◆ **EXERCISE BRIEF**: According to the article about Coca-Cola USA's community storytelling, how many beverages does Coca-Cola produce in the U.S., and across how many brands?

◆ **SOURCE DOCUMENT**:
--------------------------------------------------
Communities across America are getting to know their Coca-Cola neighbors in a whole new way.

Coca-Cola USA is reintroducing itself as far more than the maker of the world’s best-known beverage through storytelling that reaffirms its longstanding commitment to refreshing and strengthening local communities.

The storytelling effort launched in late-August in local communities, local newspapers and here on Coca-Cola Journey, and is now rolling out more broadly via national advertising and social media. It brings to life the people, products and character of Coca-Cola through the voices and faces of employees from every corner of the country – from a bottler in Kansas City, to a delivery driver in Anchorage, to a plant manager in Tampa, to a Coca-Cola Scholar in Dallas.

The reintroduction comes at a pivotal point for Coca-Cola, which by the end of this year plans to wrap up a decade-long process to return ownership of local bottling and distribution operations to independent company partners across America. Coke also is accelerating its strategic evolution to become a total beverage company by giving people more of the drinks they want.

“We’re getting back to our roots by returning the local part of our business to where it truly belongs and where it will best perform,” said Stuart Kronauge, senior vice president of marketing and president of USA operations, Coca-Cola North America. “And the increasingly local nature of our bottling system positions us to make an even bigger impact on the communities where we live, work and play. This is the perfect time to reintroduce ourselves as a leading employer and supplier and communicate the breadth of who we are, what we stand for, and what we make and sell.”

The Coca-Cola Company and its family of 68 independently owned bottlers in the U.S. collectively employ more than 90,000 people across every corner of the country who passionately serve and bring economic value to the local communities they call home.

But company research shows that most Americans are unaware of the work Coca-Cola does to create jobs, empower local economies, preserve the environment and foster inclusion. And they want and expect Coca-Cola to share these hyper-local stories of social commitment.

“Community impact has always been part of our DNA, but it’s a story that has largely gone untold,” said Caren Pasquale Seckler, vice president of social commitment, Coca-Cola North America. “Most people don’t know who we really are when it comes to our values and our actions. For instance, that we are the first Fortune 500 company to replenish all the water we use globally back into the environment, or that we have provided more than $100 million in scholarships over the last 29 years. Historically, we’ve been about doing good anonymously, but our consumers and in many cases, our employees, are telling us they want to hear more of our story.”

The storytelling also highlights the company’s extensive offering of drinks by reminding the public that it’s “Coca-Cola and so much more”. Most Americans are unaware that Coke produces more than 800 beverages in the U.S. across 100 brands – from smartwater and ZICO coconut water, to Odwalla juices and Honest Tea.

“When people hear our story, our business benefits,” Seckler said. “And when we benefit, we can do even more for our consumers and customers, and make an even bigger impact on our communities. It’s a virtuous cycle.”
--------------------------------------------------
◆ **MATERIAL SHOWN**:
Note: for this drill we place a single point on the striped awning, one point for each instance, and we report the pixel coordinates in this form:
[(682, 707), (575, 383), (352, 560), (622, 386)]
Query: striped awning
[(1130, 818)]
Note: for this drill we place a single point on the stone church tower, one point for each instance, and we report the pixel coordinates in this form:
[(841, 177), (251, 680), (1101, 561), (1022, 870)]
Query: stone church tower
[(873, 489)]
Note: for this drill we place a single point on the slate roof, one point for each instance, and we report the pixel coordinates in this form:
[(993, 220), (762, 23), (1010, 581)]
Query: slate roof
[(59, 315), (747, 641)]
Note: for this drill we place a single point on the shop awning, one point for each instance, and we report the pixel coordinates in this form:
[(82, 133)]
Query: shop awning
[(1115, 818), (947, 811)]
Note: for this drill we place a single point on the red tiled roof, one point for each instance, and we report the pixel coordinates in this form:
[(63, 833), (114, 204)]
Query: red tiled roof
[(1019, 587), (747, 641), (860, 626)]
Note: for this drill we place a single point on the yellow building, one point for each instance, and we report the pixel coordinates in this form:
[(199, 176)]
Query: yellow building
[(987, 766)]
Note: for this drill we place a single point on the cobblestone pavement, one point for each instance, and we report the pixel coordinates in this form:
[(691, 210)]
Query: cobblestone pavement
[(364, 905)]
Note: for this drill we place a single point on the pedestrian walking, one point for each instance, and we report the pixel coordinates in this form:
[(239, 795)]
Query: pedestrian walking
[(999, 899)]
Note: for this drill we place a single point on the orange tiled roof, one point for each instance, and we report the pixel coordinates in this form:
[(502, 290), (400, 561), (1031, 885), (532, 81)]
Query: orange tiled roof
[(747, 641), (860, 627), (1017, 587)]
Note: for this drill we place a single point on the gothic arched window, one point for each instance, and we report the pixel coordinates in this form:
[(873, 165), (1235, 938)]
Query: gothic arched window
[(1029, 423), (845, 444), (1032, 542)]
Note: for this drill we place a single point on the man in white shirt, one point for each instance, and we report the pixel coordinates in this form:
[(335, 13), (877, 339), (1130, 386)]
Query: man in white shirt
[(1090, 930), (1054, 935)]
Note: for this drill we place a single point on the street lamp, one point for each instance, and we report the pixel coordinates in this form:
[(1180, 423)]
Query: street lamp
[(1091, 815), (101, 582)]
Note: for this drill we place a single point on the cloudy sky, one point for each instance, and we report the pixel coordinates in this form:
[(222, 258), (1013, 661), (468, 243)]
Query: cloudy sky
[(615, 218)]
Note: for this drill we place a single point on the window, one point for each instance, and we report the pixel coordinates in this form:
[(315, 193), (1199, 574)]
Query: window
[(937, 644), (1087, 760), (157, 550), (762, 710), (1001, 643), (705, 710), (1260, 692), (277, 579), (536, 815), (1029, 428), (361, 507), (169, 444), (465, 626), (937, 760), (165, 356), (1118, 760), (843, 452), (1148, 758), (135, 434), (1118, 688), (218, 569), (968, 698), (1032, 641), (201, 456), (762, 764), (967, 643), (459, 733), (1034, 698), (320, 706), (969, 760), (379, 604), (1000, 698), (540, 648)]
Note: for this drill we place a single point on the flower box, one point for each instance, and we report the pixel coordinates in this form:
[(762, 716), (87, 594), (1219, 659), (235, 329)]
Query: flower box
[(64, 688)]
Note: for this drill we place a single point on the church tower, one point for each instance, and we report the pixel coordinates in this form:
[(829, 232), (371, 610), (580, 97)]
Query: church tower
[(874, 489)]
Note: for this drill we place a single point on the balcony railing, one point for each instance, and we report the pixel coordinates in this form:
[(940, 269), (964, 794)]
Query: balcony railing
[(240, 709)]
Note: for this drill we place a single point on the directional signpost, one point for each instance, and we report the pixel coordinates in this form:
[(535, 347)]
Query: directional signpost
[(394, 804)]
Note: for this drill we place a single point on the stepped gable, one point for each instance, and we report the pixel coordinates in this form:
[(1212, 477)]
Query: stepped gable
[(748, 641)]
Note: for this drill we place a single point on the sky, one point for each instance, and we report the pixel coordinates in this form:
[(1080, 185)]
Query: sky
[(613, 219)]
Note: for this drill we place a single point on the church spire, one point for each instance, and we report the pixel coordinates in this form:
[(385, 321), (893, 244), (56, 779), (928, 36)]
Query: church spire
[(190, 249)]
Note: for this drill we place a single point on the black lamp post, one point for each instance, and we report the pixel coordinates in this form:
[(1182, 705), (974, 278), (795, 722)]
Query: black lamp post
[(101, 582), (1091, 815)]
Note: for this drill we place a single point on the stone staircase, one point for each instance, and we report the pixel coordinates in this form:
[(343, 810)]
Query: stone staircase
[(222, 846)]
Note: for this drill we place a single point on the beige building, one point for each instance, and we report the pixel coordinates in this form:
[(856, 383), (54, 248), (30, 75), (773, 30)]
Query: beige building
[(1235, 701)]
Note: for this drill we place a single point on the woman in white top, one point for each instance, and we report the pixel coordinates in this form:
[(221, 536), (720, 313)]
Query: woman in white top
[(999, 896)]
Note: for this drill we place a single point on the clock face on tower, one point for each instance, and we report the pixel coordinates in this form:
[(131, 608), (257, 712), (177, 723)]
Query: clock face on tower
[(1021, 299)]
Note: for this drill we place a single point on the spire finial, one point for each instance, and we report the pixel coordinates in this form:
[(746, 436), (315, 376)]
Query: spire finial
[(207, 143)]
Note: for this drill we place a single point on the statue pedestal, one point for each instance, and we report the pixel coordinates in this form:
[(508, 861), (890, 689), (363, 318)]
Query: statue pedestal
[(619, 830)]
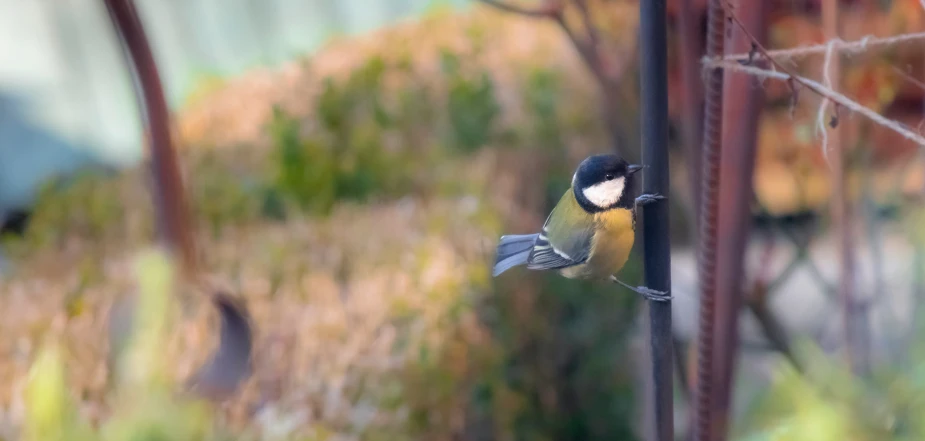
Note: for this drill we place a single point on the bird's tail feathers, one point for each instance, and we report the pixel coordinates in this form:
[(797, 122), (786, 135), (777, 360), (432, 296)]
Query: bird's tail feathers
[(513, 250)]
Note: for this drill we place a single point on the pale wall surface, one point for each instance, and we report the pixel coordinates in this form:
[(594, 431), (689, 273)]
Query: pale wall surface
[(65, 93)]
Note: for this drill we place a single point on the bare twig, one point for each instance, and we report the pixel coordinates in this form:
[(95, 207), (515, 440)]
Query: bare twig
[(840, 46), (783, 73), (836, 97), (548, 10), (908, 77)]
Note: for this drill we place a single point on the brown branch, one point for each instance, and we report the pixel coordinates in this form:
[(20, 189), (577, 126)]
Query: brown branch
[(548, 10), (170, 204)]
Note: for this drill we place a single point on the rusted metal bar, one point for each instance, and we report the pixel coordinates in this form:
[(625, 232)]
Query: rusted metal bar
[(654, 85), (742, 102), (706, 261), (170, 204)]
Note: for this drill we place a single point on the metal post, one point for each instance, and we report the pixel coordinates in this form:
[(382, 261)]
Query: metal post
[(654, 82)]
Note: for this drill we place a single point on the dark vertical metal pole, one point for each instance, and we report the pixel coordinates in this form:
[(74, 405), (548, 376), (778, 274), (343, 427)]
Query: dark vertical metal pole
[(654, 82)]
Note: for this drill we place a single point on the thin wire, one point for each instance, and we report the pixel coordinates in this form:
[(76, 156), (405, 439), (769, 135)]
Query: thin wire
[(841, 46), (830, 94)]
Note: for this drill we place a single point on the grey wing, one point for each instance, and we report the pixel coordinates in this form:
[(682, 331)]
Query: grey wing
[(570, 249)]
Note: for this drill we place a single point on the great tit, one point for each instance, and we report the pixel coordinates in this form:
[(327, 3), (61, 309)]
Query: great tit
[(590, 232)]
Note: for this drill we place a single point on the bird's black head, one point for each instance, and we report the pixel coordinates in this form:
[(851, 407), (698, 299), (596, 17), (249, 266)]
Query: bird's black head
[(604, 182)]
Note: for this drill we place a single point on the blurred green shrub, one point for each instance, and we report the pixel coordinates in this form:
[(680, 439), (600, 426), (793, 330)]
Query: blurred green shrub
[(471, 104), (145, 406), (828, 403), (85, 204)]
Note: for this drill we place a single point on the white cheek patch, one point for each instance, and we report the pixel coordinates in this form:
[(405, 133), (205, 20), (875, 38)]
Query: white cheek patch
[(605, 194)]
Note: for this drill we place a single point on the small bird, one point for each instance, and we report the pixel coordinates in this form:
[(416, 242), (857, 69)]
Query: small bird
[(590, 232)]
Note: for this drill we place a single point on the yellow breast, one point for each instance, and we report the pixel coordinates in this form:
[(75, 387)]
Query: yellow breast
[(612, 243)]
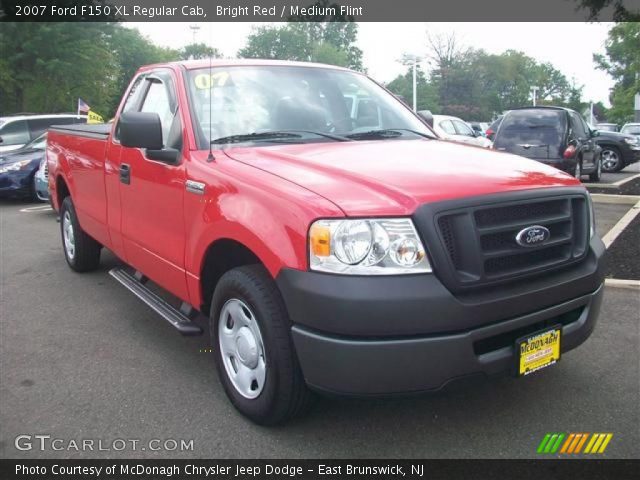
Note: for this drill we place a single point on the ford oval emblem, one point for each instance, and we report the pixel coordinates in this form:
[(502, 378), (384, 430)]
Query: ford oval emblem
[(533, 236)]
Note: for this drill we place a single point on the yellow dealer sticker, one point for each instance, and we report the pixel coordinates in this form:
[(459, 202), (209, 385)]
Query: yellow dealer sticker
[(538, 351), (204, 81)]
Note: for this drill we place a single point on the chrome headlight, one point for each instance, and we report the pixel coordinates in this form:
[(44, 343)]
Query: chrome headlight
[(15, 166), (385, 246)]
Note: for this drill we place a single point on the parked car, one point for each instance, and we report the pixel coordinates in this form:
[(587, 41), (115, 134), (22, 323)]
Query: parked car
[(608, 127), (553, 135), (618, 150), (343, 261), (42, 181), (631, 129), (490, 133), (18, 130), (480, 128), (457, 130), (18, 169)]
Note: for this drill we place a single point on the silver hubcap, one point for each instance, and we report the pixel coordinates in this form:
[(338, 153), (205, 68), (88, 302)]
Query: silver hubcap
[(242, 348), (610, 159), (69, 238)]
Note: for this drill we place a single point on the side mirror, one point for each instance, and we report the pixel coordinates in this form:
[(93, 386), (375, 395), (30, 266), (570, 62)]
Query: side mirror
[(144, 130), (140, 130)]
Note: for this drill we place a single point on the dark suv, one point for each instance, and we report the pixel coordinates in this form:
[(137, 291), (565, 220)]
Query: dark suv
[(553, 135)]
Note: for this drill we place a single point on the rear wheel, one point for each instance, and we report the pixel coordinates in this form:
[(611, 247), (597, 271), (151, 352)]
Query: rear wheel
[(255, 357), (81, 251), (611, 159)]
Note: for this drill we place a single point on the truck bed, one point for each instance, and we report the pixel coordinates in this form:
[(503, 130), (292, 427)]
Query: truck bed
[(98, 131)]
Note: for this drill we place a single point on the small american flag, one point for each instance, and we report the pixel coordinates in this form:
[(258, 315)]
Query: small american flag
[(83, 107)]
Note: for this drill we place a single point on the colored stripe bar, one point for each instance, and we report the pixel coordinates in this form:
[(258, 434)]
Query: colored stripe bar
[(554, 449), (606, 441), (567, 443), (543, 443)]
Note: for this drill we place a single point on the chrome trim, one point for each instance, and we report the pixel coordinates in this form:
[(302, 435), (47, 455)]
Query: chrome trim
[(195, 187)]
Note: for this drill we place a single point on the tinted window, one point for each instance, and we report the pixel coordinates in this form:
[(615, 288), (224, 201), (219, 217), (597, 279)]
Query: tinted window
[(243, 100), (158, 101), (532, 133), (579, 128), (631, 129), (462, 128), (447, 126), (15, 133)]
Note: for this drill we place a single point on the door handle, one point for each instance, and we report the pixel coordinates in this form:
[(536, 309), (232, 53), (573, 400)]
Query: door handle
[(125, 173)]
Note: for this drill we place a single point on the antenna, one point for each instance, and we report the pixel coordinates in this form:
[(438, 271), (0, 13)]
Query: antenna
[(210, 158)]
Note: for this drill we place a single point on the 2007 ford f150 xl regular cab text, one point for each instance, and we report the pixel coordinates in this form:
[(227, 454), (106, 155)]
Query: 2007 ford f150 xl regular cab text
[(333, 241)]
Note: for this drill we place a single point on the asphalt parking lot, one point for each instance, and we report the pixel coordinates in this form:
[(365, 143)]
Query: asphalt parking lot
[(81, 357)]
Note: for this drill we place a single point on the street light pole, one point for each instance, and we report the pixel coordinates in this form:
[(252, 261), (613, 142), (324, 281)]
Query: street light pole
[(535, 94)]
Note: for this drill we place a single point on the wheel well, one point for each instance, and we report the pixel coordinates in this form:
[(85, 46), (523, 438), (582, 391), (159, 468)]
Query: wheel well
[(222, 256), (62, 190)]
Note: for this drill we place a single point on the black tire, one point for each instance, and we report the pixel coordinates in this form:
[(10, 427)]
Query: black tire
[(86, 252), (595, 176), (284, 394), (612, 159)]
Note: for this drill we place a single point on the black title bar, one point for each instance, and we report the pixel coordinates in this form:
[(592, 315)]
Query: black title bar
[(320, 10)]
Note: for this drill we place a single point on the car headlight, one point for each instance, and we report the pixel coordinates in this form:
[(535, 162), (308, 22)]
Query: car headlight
[(15, 166), (592, 217), (385, 246)]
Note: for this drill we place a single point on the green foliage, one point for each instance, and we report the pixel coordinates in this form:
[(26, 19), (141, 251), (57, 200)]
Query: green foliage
[(427, 95), (198, 51), (331, 42), (475, 85), (622, 62)]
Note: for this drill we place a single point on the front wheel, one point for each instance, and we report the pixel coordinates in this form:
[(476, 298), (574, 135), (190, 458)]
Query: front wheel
[(255, 357), (81, 251)]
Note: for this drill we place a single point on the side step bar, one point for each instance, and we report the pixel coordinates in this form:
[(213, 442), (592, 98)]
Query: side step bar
[(180, 319)]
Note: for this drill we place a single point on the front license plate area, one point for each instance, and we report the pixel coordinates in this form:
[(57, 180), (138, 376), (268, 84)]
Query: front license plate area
[(538, 350)]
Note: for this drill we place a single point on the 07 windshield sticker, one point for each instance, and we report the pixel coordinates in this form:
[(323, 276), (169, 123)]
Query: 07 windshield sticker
[(205, 81)]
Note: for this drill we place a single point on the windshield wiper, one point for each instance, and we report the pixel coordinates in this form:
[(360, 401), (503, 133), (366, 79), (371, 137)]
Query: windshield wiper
[(276, 135), (387, 133)]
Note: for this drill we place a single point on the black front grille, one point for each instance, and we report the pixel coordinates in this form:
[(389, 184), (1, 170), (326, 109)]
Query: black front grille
[(480, 240)]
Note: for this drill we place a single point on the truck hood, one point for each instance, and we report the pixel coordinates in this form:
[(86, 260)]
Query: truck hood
[(394, 177)]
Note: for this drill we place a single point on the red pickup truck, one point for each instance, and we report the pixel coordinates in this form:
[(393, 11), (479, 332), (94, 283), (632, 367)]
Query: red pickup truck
[(333, 241)]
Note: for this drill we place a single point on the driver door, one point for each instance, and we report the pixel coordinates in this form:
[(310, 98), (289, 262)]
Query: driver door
[(152, 194)]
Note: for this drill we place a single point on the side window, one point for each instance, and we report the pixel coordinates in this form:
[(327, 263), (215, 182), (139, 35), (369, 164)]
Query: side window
[(578, 127), (463, 128), (133, 99), (158, 101), (447, 126), (15, 133)]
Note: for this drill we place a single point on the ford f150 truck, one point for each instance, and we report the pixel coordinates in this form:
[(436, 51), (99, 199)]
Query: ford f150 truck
[(336, 249)]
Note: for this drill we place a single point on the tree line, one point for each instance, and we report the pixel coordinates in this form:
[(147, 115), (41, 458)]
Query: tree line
[(45, 67)]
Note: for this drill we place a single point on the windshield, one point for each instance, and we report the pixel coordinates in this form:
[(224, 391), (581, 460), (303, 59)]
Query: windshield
[(39, 143), (532, 133), (316, 104), (631, 129)]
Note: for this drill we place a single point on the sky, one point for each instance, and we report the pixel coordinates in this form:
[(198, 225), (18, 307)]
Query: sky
[(568, 46)]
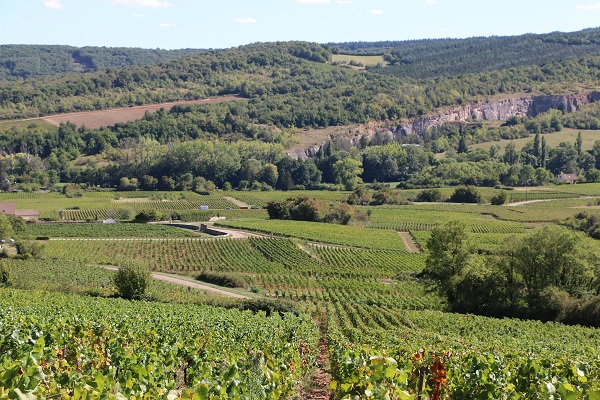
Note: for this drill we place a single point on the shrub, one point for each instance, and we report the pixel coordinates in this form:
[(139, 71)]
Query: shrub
[(5, 276), (222, 279), (148, 215), (500, 199), (132, 280), (28, 248)]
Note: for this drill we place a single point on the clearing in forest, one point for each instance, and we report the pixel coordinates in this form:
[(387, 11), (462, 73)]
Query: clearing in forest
[(97, 119)]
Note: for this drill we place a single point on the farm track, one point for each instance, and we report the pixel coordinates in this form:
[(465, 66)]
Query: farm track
[(237, 202), (409, 242), (184, 282)]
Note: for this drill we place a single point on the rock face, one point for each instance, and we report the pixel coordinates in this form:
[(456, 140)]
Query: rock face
[(498, 111), (530, 106)]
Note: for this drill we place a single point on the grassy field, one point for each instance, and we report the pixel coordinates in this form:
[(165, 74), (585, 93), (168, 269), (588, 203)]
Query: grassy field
[(552, 139), (365, 60)]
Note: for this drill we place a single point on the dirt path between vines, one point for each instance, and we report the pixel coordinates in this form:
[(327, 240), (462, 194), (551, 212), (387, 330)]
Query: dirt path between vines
[(184, 282), (237, 202), (409, 242), (319, 389)]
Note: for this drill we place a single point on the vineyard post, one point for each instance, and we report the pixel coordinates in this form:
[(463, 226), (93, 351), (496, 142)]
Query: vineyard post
[(421, 382)]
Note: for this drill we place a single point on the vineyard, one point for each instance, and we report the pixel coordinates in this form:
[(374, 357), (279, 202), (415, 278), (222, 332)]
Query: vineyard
[(325, 233), (387, 330), (94, 230), (56, 346)]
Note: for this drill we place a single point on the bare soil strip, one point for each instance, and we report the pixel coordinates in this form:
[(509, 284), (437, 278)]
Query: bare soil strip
[(520, 203), (319, 389), (97, 119), (194, 285), (409, 242), (237, 202)]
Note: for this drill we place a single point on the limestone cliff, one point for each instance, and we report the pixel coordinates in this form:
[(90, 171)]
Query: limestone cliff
[(502, 110)]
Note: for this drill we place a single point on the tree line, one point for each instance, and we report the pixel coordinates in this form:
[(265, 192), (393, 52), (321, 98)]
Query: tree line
[(552, 274)]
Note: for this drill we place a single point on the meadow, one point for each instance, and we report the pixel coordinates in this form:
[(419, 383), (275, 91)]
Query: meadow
[(552, 139)]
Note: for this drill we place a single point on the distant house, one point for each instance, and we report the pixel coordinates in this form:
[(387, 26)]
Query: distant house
[(566, 178), (10, 208)]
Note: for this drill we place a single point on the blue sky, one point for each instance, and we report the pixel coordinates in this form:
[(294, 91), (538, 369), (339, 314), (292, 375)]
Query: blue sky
[(173, 24)]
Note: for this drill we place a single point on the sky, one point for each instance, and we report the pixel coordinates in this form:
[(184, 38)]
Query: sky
[(176, 24)]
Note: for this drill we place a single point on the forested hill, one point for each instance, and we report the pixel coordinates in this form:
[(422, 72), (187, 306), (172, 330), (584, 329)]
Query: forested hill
[(432, 58), (22, 61)]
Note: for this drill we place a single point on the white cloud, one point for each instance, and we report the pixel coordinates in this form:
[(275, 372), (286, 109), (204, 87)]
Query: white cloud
[(144, 3), (588, 7), (52, 4), (313, 1), (248, 20)]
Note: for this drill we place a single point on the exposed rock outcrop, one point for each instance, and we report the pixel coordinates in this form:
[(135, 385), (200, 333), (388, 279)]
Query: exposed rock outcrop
[(502, 110)]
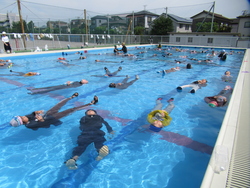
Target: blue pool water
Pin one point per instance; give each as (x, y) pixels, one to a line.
(175, 157)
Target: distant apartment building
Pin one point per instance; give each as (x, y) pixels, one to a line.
(6, 20)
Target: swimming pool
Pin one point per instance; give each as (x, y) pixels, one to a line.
(175, 157)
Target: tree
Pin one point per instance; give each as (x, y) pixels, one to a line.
(162, 26)
(139, 30)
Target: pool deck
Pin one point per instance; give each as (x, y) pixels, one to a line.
(230, 162)
(229, 165)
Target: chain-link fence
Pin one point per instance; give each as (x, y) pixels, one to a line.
(37, 42)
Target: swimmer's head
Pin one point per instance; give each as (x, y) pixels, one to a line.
(189, 66)
(83, 81)
(213, 104)
(154, 128)
(204, 81)
(112, 85)
(90, 112)
(16, 121)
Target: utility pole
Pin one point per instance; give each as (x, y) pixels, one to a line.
(212, 24)
(86, 24)
(21, 22)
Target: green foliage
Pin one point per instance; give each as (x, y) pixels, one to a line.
(162, 26)
(139, 30)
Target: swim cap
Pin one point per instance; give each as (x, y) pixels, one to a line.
(16, 121)
(213, 104)
(154, 128)
(83, 81)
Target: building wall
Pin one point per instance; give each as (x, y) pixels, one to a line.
(182, 27)
(242, 29)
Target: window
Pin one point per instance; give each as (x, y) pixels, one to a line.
(210, 40)
(247, 25)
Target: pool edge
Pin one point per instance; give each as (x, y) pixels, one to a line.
(232, 144)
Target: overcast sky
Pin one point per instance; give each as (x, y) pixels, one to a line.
(182, 8)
--------------------------------------------------
◆ **ANSWER BELOW**: More than 800 beverages across 100 brands.